* **Task prompt**:
Pull out each line below that contains the string "Find", and copy those lines. Case counts.

— START OF Available records —

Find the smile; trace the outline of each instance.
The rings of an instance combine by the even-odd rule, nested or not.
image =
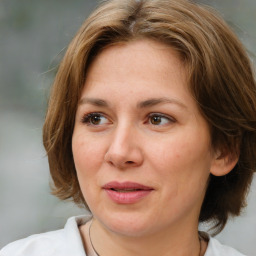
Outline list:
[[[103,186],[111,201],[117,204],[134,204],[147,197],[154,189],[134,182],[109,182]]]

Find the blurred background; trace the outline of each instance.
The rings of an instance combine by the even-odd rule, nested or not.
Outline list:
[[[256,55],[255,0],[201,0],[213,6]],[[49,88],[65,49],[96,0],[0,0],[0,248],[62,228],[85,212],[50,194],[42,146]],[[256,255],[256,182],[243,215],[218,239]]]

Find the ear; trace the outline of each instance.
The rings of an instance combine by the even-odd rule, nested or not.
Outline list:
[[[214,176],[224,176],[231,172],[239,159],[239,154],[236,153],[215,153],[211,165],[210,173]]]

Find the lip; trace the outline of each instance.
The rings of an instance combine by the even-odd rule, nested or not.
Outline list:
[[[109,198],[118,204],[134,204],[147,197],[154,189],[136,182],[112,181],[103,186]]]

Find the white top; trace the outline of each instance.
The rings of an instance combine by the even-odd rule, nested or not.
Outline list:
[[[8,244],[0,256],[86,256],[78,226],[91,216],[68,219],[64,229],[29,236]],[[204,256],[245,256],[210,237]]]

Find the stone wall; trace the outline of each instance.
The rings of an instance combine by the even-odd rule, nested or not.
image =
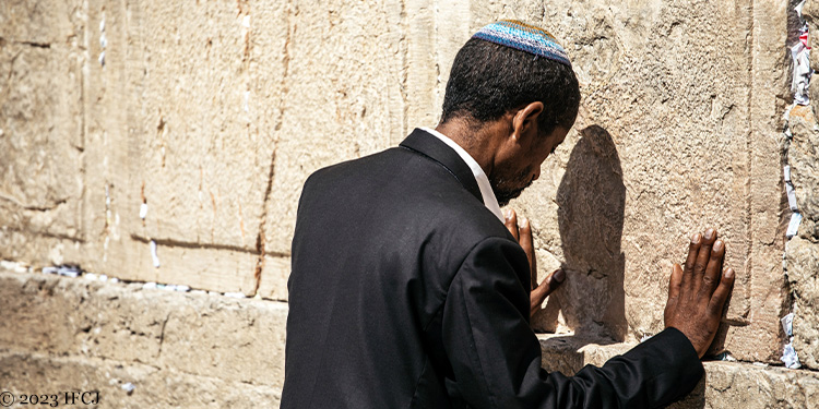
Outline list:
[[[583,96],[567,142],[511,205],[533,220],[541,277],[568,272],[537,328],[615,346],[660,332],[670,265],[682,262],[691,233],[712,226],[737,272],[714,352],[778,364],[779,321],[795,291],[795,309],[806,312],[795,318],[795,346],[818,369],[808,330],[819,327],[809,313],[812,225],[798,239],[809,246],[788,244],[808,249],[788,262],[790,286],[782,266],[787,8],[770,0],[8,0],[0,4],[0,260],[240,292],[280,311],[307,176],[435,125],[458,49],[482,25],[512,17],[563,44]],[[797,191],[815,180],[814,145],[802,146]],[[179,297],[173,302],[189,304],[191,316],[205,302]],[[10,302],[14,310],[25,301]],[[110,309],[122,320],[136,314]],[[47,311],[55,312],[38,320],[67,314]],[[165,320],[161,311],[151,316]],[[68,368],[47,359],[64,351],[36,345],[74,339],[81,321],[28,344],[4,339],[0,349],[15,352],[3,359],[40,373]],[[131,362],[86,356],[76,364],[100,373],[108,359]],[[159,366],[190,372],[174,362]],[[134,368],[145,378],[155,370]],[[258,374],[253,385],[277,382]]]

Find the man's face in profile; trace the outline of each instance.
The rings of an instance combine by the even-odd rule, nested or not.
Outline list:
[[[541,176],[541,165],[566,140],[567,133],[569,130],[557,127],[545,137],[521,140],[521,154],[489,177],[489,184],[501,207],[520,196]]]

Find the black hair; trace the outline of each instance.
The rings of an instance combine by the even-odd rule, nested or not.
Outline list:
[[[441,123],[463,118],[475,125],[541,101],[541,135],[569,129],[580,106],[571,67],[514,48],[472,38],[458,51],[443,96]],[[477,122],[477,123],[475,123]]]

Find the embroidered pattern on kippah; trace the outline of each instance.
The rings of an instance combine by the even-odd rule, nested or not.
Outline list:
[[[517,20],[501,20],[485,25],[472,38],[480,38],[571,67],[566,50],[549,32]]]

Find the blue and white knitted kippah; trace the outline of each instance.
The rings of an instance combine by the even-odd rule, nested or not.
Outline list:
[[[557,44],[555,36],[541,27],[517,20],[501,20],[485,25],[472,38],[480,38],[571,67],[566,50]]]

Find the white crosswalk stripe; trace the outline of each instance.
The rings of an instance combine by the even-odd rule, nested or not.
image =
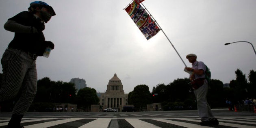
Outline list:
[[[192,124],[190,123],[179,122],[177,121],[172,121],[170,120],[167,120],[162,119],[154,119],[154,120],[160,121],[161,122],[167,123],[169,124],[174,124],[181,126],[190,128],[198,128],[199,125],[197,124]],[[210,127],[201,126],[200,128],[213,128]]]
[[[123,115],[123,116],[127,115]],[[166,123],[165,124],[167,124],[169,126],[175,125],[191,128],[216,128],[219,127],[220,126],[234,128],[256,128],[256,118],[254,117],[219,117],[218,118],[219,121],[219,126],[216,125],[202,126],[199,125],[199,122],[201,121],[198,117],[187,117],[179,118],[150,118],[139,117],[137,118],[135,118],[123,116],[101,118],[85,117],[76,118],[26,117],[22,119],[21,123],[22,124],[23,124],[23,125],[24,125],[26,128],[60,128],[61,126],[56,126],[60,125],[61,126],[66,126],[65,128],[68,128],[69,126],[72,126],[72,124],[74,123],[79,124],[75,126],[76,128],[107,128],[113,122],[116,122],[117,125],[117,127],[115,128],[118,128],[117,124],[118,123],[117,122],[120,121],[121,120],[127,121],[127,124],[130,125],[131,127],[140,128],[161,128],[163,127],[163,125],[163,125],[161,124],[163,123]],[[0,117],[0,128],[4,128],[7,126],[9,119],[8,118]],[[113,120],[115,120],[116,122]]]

— END OF Available records —

* **Task response**:
Find the smile; trace the outline of each instance.
Find the blurred background; trace the outline of each instance.
Find the ear; trace the outline of each instance.
Find the lip; trace the outline of each instance.
Find the white top; trace the outline of each instance.
Find the stone wall; trace the outline of each instance.
Find the man's face in profile; trace the outline of each instance.
Find the black hair; trace the outline of each instance.
Find the embroidered pattern on kippah; trace the outline of each instance.
Find the blue and white knitted kippah; trace the outline of each instance.
Find the white crosswalk stripe; trace the outline of each instance.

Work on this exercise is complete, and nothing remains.